### Document passage
--------------------------------------------------

RUMSFELD: And I think it's been very…

 

O'REILLY: You're a Karzai fan? You like him?

 

RUMSFELD: I think it's been very unwise. He -- he's been elected leader of that country.

 

O'REILLY: Yes, but it was a booted election; it was a rigged election.

 

RUMSFELD: Oh, come on.

O'REILLY: You don't buy that?

 

RUMSFELD: What is -- it was an election. They had their own constitution. And I think you…

 

O'REILLY: You think he's an honest guy, Karzai?

 

RUMSFELD: I do.

 

O'REILLY: Really?

 

RUMSFELD: I have seen no indication that he's corrupt. And I think the way he's been savaged by Holbrooke and by General Jones and by Biden and other people criticizing, he's -- he is the president of that country; we want him to succeed. Instead of running around and saying…

 

O'REILLY: Well, I want -- I certainly want the Taliban…

RUMSFELD: …oh there's gambling -- there's gambling in the casino, oh my goodness.

 

O'REILLY: Give me odds that the Taliban is defeated and we prevail in that country and a decent government is in. Give me odds.

RUMSFELD: Close question.

 

O'REILLY: 50/50?

RUMSFELD: Maybe.

 

O'REILLY: All right.

 

RUMSFELD: The Taliban are determined. They are -- they are extremists. They are brutal.

O'REILLY: And they've got a sanctuary in Pakistan.

 

RUMSFELD: Exactly.

 

O'REILLY: All right, today…

 

RUMSFELD: But they have a chance and we've given them a chance.

 

O'REILLY: We have absolutely given them 10 years of American blood and treasure.

 

RUMSFELD: You bet. You bet.

 

O'REILLY: All right, Mexico. Today, Calderon and Obama have a press conference. I tried to watch it. It put me to sleep. I think Mexico is the next big story. I think Calderon should declare martial law and let the military deal with the drug cartels. There's 35,000 dead down there, and he's just -- he doesn't seem to get it. Neither of them seemed to get it. Am I wrong?

 

RUMSFELD: The idea of a 2,000-mile border with the United States and a dysfunctional country is a terribly dangerous thing.

 

O'REILLY: That's what I think.

 

RUMSFELD: On the other hand, there's -- there is an optimistic side.

 

O'REILLY: Oh, come on.

 

RUMSFELD: Yes. In the year 2000 -- I'll give it to you.

 

O'REILLY: Yes.

 

RUMSFELD: In the year 2000, Colombia, the FARC was winning.

 

O'REILLY: We won there. But they had a charismatic leader who is willing to go in.

 

RUMSFELD: I'm -- I'm coming to that.

 

O'REILLY: Yes, we don't have time for this.

 

RUMSFELD: Well, but Uribe did a whale of a job down there.

O'REILLY: He did.

 

RUMSFELD: And – and…

 

O'REILLY: But Calderon why doesn't he just declare martial law and let the army take care of the cartels. That's the solution to his problem.

 

RUMSFELD: They've had a series of leaders in that country that have been…

 

O'REILLY: Corrupt like Karzai.

RUMSFELD: Come on. You don't know that.

 

O'REILLY: I have got pretty good information.

--------------------------------------------------

### Source data
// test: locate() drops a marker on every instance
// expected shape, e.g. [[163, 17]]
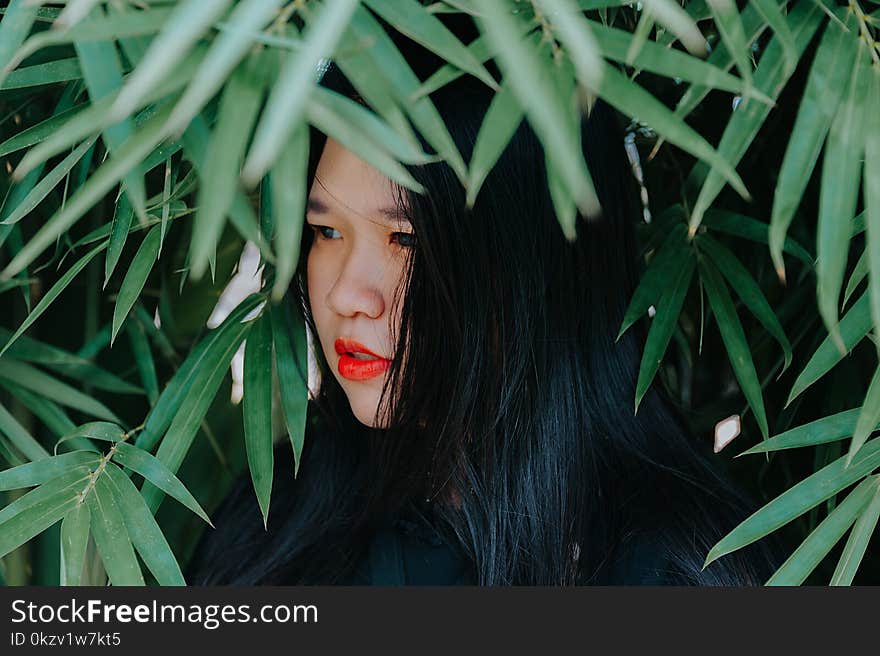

--------------------------------------------------

### Goals
(1) Answer from the interview transcript:
(a) Where does O'Reilly say the Taliban has a sanctuary?
(b) How many dead in Mexico does O'Reilly cite?
(c) According to Rumsfeld, who was winning in Colombia in the year 2000?
(2) Carry on the Rumsfeld and O'Reilly interview transcript from its final exchange.

### Expected results
(1)
(a) Pakistan
(b) 35,000
(c) The FARC

(2)
 

RUMSFELD: No.

O'REILLY: All right.

 

RUMSFELD: Maybe someone in his family.

 

O'REILLY: I don't know.

 

RUMSFELD: Maybe people in the government.

 

O'REILLY: When we come back I'm going to give you hard time about Iraq. Are you ready for that?

 

RUMSFELD: We've had three governors in Illinois go to the slammer in my adult life.

O'REILLY: Well, I'll trade Illinois for the Taliban and we take Afghanistan free. No, I'm only kidding the people in Illinois. All right, are you ready? I'm going to give you hard time about Iraq when we come back.

 

RUMSFELD: I may give you a hard time.

 

O'REILLY: All right. I hope so. In a moment we will talk Iraq with Mr. Rumsfeld. Was it worth the blood and treasure?

(COMMERCIAL BREAK)

 

 

O'REILLY: Continuing now with the former Secretary of Defense Donald Rumsfeld, the author of the new best-seller "Known and Unknown: A Memoir."

 

Mr. Secretary, I interviewed you three times during the Iraq war, all right? Each time you were kind of optimistic about that situation. The war had cost America about 4,442 dead and almost a $1 trillion.

RUMSFELD: No, it has, not had.

O'REILLY: We are in the process.

 

RUMSFELD: Yes.

 

O'REILLY: That's where things are: almost $1 trillion in expense and over 4,000 dead. Now, it is a democracy. It's not like Iraq -- it's not like Afghanistan. I don't believe it was a corrupt election there. I believe that he was elected legitimately. Shaky, but we accomplished our goal there. We accomplished it. But I submit to you and you know I was a supporter of the Iraq war, OK? And I don't blame you for weapons of mass destruction. I think what the data we had anybody could have made that mistake. The New York Times had it on the front page they had weapons of mass destruction. But the way the war was waged, come on. That was a big screw-up. We didn't have enough troops there. We didn't -- we underestimated the problems there. Didn't we?

 

RUMSFELD: I think you are wrong, and I will tell you why.

O'REILLY: All right.

 

RUMSFELD: It was an evolving situation. General Franks had a plan where we could have put 450,000 troops into Iraq. He had off-ramps when he decided he didn't need them. He made recommendations to me. I agreed with him. The other people in the National Security Council agreed with him. The people, his battlefield commanders agreed with him. What happened then? I mean, he was very successful with the major combat operation.

 

O'REILLY: Yes.

 

RUMSFELD: And then what happened? Several things happened. 100,000 prisoners Saddam let loose from his prisons. He called for jihad and it was not predicted there would be an insurgency of this nature but they came from Iran, they came from Syria, they came from various other countries. Third, the Sunnis felt they were left out and so they worked with the Al Qaeda, and as -- over the months, you ended up with an insurgency.

 

O'REILLY: All of those things are true.

RUMSFELD: Right.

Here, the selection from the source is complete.